• Selected extract:
>>>>

Putin also threatened to cut Ukraine off from the sea in retaliation for recent drone attacks on tankers belonging to Russia’s so-called “shadow fleet” operating in the Black Sea.
As Putin made the remarks, Trump’s special envoy Steve Witkoff and Trump’s son-in-law Jared Kushner were seen walking across Red Square with Kremlin investment envoy Kirill Dmitriev.
Witkoff and Kushner were expected to meet Putin later in the day.
Speaking in Dublin, Ukraine’s President Volodymyr Zelenskyy said the outcome of the Moscow meetings would be crucial.
“There will be no easy solutions… It is important that everything is fair and open, so that there are no games behind Ukraine’s back,” Reuters quoted Zelenskyy as saying.
‘Basis for future agreements’
Putin, who ordered troops into Ukraine nearly four years ago, has said the discussions so far are not about a draft agreement but about a set of proposals that he said last week “could be the basis for future agreements”.
Putin has said he is ready to talk peace but that if Ukraine refuses an agreement, then Russia’s forces will advance further and take more Ukrainian territory.
A Russian source said the Trump administration’s attempts to find peace represented the best chance to end the war since talks with Kyiv broke down shortly after Moscow’s 2022 invasion.
Conflict first erupted in eastern Ukraine in 2014 after a pro-Russian president was toppled in Ukraine’s Maidan Revolution. Russia annexed Crimea and Moscow-backed separatists battled Kyiv’s armed forces in eastern Ukraine.
Russian forces now control more than 19% of Ukraine, or 115,600 square km (45,000 square miles), up only one percentage point from two years ago, though they have advanced in 2025 at the fastest pace since 2022, according to pro-Ukrainian maps.
Russia says it has captured eastern city of pokrovsk
Putin, in video footage released on the eve of Witkoff’s visit, hailed what his commanders said was Russia’s capture of the city of Pokrovsk in eastern Ukraine as an important victory after a prolonged campaign.
Ukraine’s military told Reuters that its forces were still holding the northern part of the city and had attacked Russian forces in southern Pokrovsk.
U.S. officials have put the casualty toll in the war at more than 1.2 million killed or wounded. Neither Ukraine nor Russia discloses their losses. The conflict has also caused widespread destruction in Ukrainian towns and cities and forced many people from their homes.
Since the U.S. draft proposals emerged late last month, European powers have been trying to bolster Ukraine against what they see as a punitive pro-Russian peace deal that could open up Russia to U.S. investment in oil, gas and rare earths and return Moscow to the G8.
Key Russian demands include a pledge that Ukraine would never join NATO, caps on the Ukrainian army, Russian control of the whole of Donbas, recognition of Russian control of the regions of Crimea, Donbas, Zaporizhzhia and Kherson, and protection for Russian speakers in Ukraine.
Ukraine says these would amount to capitulation, and leave it vulnerable to eventual Russian conquest, though Washington has also floated a 10-year security guarantee for Kyiv.
Witkoff, Kushner, and Secretary of State Marco Rubio met Rustem Umerov, the secretary of Ukraine’s national security council, for talks on Sunday near Miami.
Ukraine and European powers see the war as an imperial-style land grab by Moscow and have warned that if Russia wins, then it will one day attack Nato members. Zelenskiy says Russia must not be rewarded for a war it started.
Russia has denied any plans to attack Nato, as it denied any plan to attack Ukraine before its full-scale invasion.

<<<<

[Saved data entries]

>>>>

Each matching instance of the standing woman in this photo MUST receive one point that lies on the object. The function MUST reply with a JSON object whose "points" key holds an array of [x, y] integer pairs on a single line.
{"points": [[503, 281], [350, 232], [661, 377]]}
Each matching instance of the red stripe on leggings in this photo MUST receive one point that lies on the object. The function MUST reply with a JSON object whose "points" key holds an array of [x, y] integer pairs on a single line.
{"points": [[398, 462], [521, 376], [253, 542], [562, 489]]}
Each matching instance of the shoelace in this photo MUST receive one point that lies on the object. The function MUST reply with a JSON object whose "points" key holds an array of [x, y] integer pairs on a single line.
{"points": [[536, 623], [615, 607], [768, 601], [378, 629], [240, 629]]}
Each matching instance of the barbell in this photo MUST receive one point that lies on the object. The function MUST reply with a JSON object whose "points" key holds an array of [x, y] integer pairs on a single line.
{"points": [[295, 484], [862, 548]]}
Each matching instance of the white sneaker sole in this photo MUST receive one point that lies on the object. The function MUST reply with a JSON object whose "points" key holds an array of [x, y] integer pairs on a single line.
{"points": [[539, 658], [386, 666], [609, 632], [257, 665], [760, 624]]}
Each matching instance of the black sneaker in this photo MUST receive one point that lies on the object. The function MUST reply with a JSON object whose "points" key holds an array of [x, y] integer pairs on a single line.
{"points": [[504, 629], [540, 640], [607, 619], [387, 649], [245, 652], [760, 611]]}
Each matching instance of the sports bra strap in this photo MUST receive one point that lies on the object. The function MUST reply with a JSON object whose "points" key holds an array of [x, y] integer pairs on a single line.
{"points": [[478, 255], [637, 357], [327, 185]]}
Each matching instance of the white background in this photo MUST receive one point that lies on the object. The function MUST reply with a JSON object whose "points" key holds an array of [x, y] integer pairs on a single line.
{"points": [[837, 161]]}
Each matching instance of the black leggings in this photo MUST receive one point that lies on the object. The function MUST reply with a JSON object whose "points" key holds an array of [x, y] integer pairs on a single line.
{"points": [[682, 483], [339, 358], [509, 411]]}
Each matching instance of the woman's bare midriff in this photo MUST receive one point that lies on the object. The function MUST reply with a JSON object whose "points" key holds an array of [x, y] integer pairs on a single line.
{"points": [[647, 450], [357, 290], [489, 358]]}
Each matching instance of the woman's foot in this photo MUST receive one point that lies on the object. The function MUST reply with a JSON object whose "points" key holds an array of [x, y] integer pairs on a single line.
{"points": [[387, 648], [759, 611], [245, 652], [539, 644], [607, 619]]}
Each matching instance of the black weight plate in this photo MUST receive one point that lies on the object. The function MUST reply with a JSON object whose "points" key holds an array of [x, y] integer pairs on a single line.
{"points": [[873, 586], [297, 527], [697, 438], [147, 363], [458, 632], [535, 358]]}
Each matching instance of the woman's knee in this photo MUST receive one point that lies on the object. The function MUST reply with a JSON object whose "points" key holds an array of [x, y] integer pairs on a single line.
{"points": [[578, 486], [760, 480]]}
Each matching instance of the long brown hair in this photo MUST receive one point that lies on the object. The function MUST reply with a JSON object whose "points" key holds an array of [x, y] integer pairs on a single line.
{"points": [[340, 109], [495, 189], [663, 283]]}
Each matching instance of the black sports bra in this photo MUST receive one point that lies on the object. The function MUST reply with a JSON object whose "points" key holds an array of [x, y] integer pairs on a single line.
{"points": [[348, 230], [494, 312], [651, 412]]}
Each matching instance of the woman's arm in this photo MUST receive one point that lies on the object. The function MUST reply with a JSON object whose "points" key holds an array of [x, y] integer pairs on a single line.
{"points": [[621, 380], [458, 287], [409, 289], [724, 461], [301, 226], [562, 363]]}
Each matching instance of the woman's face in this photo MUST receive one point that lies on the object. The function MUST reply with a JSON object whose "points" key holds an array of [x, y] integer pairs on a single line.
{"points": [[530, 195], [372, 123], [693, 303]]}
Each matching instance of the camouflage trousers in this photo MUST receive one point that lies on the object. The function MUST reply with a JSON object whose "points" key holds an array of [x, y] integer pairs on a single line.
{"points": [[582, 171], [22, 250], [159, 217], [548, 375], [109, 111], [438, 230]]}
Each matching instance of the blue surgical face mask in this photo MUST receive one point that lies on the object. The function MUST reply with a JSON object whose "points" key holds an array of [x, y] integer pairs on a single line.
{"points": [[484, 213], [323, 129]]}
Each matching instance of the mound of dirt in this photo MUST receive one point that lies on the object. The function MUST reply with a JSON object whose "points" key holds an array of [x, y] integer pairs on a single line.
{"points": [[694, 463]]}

<<<<

• Task requirements:
1. Update the article on the Moscow peace talks from "As Putin made" to "envoy Kirill Dmitriev.", putting "Revolution Square" in place of "Red Square".
2. Pull out every line of the records that contains the string "sports".
The text and the records come from separate, unrelated sources.

• Results of the tasks:
1.
As Putin made the remarks, Trump’s special envoy Steve Witkoff and Trump’s son-in-law Jared Kushner were seen walking across Revolution Square with Kremlin investment envoy Kirill Dmitriev.

2.
Each matching instance of the sports bra strap in this photo MUST receive one point that lies on the object. The function MUST reply with a JSON object whose "points" key holds an array of [x, y] integer pairs on a single line.
Each matching instance of the black sports bra in this photo MUST receive one point that lies on the object. The function MUST reply with a JSON object whose "points" key holds an array of [x, y] integer pairs on a single line.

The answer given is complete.